BEGIN EXTRACT TO READ

# Silver G.E. Contacts



## old thompson (Jan 24, 2011)

Hi, first post.

I have about 7lbs. of silver alloy G.E. 3 phase starter contacts.They are still on the small copper? part. I am thinking of sending them out to be refined because I am just a dumb carpenter and don't really want to play with nitric acid. The question I have is how much silver is in these things? How can I be sure that the refiner I send them to is not screwing me? I would like this stuff refined into rough bars, and have a decent portion sent back to me.

Does anyone have any experience with Arch Enterprises?

Thanks- Old Thompson


----------



## jimdoc (Jan 24, 2011)

A lot of places don't accept silver contacts because of possible cadmium content.You should post a picture of what you have,maybe someone on the forum can process them for you,or give you more information.

Jim


----------



## old thompson (Jan 24, 2011)

Here is a sample of what I have-






None of these are magnetic, penny for scale.


----------



## rusty (Jan 24, 2011)

old thompson said:


> Here is a sample of what I have-
> 
> 
> 
> ...



If your in Canada, I'm available for toll refining your silver.

Regards
Gill


----------



## old thompson (Jan 25, 2011)

Thanks for the offer Gill, but I am in the USA.


----------

END EXTRACT TO READ

- _PROBLEMS TO WORK ON_
a – Answer these questions about the forum thread on silver G.E. contacts, one per line:
(i) About how many pounds of contacts does old thompson have?
(ii) According to jimdoc, why do many places refuse silver contacts?
(iii) In which country is old thompson located?
b – Copy out the passage of the forum thread on silver G.E. contacts from "Hi, first post." up to and including "jimdoc (Jan 24, 2011)".

BEGIN STORED DATA

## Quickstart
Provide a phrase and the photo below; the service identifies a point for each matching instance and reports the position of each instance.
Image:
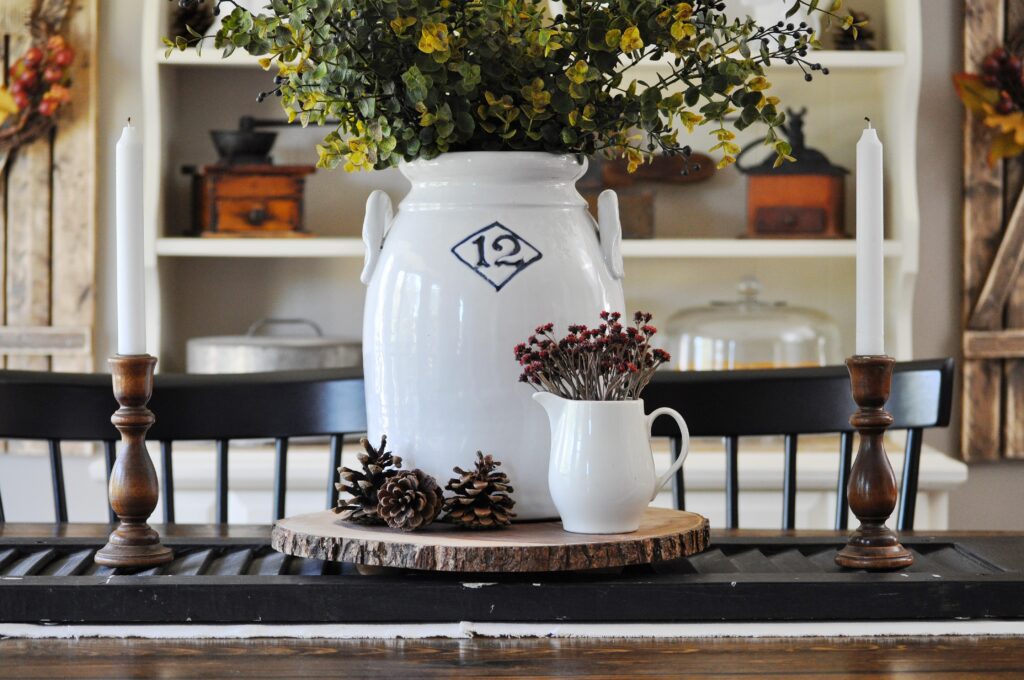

END STORED DATA

- _SOLUTIONS BY TASK_
a –
(i) About 7 pounds.
(ii) Because of possible cadmium content.
(iii) The USA.

b –
Hi, first post.

I have about 7lbs. of silver alloy G.E. 3 phase starter contacts.They are still on the small copper? part. I am thinking of sending them out to be refined because I am just a dumb carpenter and don't really want to play with nitric acid. The question I have is how much silver is in these things? How can I be sure that the refiner I send them to is not screwing me? I would like this stuff refined into rough bars, and have a decent portion sent back to me.

Does anyone have any experience with Arch Enterprises?

Thanks- Old Thompson


----------



## jimdoc (Jan 24, 2011)